## TASK BRIEF
Write out the entries again exactly as they are given.

## DATA LINES
####
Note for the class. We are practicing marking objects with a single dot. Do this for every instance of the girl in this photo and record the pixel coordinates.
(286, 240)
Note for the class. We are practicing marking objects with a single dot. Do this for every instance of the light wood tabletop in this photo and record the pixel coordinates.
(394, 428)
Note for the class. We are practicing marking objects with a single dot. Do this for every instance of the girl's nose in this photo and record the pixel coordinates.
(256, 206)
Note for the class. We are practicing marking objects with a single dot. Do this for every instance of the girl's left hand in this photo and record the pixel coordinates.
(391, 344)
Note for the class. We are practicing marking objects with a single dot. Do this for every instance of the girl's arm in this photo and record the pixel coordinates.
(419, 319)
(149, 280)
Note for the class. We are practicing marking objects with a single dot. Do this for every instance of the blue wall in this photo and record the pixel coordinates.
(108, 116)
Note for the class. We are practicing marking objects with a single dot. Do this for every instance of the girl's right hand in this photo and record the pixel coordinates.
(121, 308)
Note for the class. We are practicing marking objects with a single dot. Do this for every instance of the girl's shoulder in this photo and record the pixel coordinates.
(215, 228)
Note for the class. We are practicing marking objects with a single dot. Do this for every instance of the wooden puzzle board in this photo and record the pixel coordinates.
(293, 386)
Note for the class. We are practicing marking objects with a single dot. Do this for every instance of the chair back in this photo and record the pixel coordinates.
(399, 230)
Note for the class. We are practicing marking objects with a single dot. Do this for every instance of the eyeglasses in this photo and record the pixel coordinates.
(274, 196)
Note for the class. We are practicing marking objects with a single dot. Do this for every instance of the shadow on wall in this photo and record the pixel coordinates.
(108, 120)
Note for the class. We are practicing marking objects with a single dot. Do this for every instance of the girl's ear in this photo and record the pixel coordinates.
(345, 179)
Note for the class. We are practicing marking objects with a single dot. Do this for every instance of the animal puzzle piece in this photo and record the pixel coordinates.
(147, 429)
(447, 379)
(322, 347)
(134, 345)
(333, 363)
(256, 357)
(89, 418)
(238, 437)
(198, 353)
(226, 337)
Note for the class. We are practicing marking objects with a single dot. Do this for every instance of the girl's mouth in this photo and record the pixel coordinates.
####
## SOLUTION FOR THIS TASK
Note for the class. We are practicing marking objects with a single dot. Do this for every instance of the girl in this photo and record the pixel coordinates.
(286, 240)
Note for the class. We are practicing marking objects with a single dot. Do this for every instance of the light wood tabletop in this photo and record the pixel coordinates.
(394, 428)
Note for the class. We are practicing marking objects with a single dot. Do this for every instance of the girl's nose in this photo and record the pixel coordinates.
(256, 206)
Note for the class. We are practicing marking objects with a single dot. Do this for every instance of the girl's left hand in this photo and record the pixel coordinates.
(391, 344)
Note for the class. We are practicing marking objects with a single dot. Do this for every instance of the girl's arm in this photo and record the pixel coordinates.
(419, 319)
(149, 280)
Note for the class. We are practicing marking objects with a single dot. Do this for every instance of the blue wall in this photo and record the pixel coordinates.
(108, 116)
Note for the class. We are practicing marking objects with a single dot. Do this for every instance of the girl's right hand in this photo and record the pixel coordinates.
(121, 308)
Note for the class. We are practicing marking objects with a single dot. Do this for every instance of the girl's shoulder in this photo and record the pixel coordinates.
(215, 228)
Note for the class. We are practicing marking objects with a single dot. Do this for every instance of the wooden puzzle board in this photo and record the pixel coordinates.
(293, 386)
Note for the class. We are practicing marking objects with a single dot. Do this for every instance of the chair back in this photo and record the pixel coordinates.
(399, 230)
Note for the class. We are practicing marking objects with a single dot. Do this for every instance of the eyeglasses in this photo and record the pixel coordinates.
(274, 196)
Note for the class. We are practicing marking objects with a single dot. Do this for every instance of the shadow on wall in this photo and record the pixel coordinates.
(108, 120)
Note for the class. We are practicing marking objects with a single dot. Do this for every instance of the girl's ear in this photo and record the pixel coordinates.
(345, 179)
Note for the class. We are practicing marking objects with a single dot. Do this for every instance of the animal puzzle piece in this photo and record the pixel coordinates.
(147, 429)
(447, 379)
(322, 347)
(134, 345)
(333, 363)
(256, 357)
(89, 418)
(238, 437)
(198, 353)
(226, 337)
Note for the class. We are practicing marking objects with a single dot. Do this for every instance of the girl's mouth in this photo and record the pixel coordinates.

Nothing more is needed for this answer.